___ SELECTED EXTRACT ___

What you’ve probably conjured in your mind is the tapioca pudding that your grandmother used to make – super sweet, really sticky little balls. Well, it does come in ball form, but you can also buy it as flour (or starch – same thing). For you tea connoisseurs, it’s also the “boba” in your boba tea.
Tapioca, also known as cassava, cassada, cassaba, yuca (not to be confused with yucca), akpu, kabba, boba, and mushu, among many other things, is the starch of the root of a woody shrub in the spurge family. It’s the third largest source for carbohydrates in the WORLD. That’s why it has so many names – it’s found in most parts of the world, but is native to South America. It’s a fantastic source of food, but only if it’s processed appropriately. If you just sit down and eat a raw cassava root, there’s a good chance you’ll get cyanide poisoning and die, so don’t do it. Leave it up to the pros to soak, ferment or cook it and then put it in a tidy package for you.
Is it Paleo?
While tapioca is not technically on some Paleo experts’ lists of acceptable foods for Paleo eaters, it’s not a grain, and it’s not a legume. It’s certainly not dairy or refined sugar, and it’s not a potato, so I’m calling it good. I love – LOVE – bread, and this yummy substance makes sticky, stretchy, bread-like foods. I would be lying to you if I said it offered much in the way of nutrients to your diet besides carbohydrates. It’s gluten free, of course, but it is by far the stickiest, stretchiest food I’ve found. This, my friends, is your answer to tortillas.
You can make crêpes/tortillas, pancakes, muffins, cakes, bread, or whatever you want out of this stuff. I just happen to like very simple recipes, so I make crêpes. I eat them with my egg scrambles. If I need a dessert once in a while, I’ll cook one up and put a bit of honey and coconut oil on it. Or I’ll wrap some salmon salad up in one. All good options. If anyone has any other suggestions, I’d love to hear them.

___ DATASET EXCERPT ___

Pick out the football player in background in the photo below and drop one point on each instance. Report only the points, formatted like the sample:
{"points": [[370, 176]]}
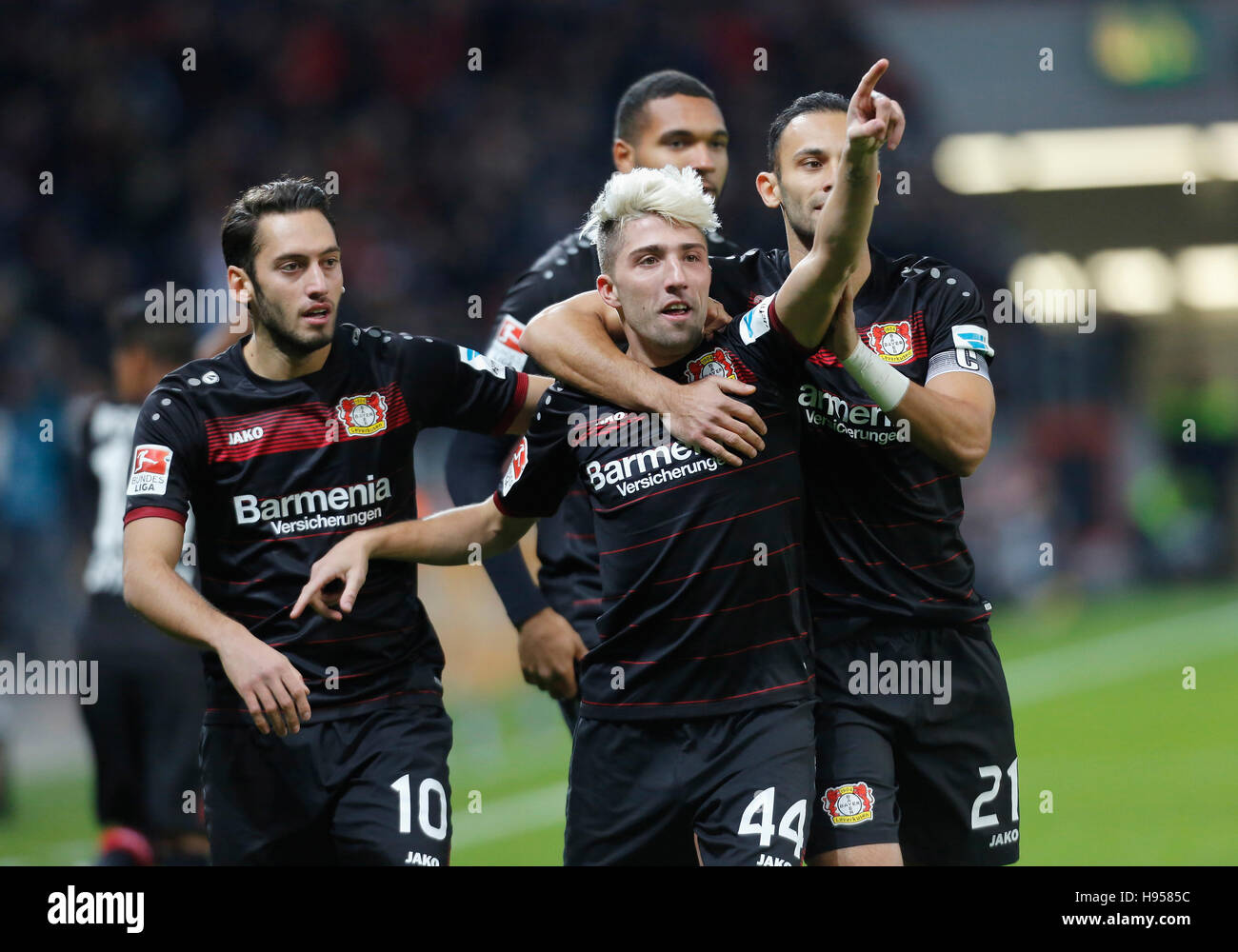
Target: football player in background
{"points": [[694, 738], [899, 407], [664, 118]]}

___

- EXERCISE INSTRUCTIONS: In the piece on tapioca, where is the plant native to?

- SOLUTION TO THE PROBLEM: South America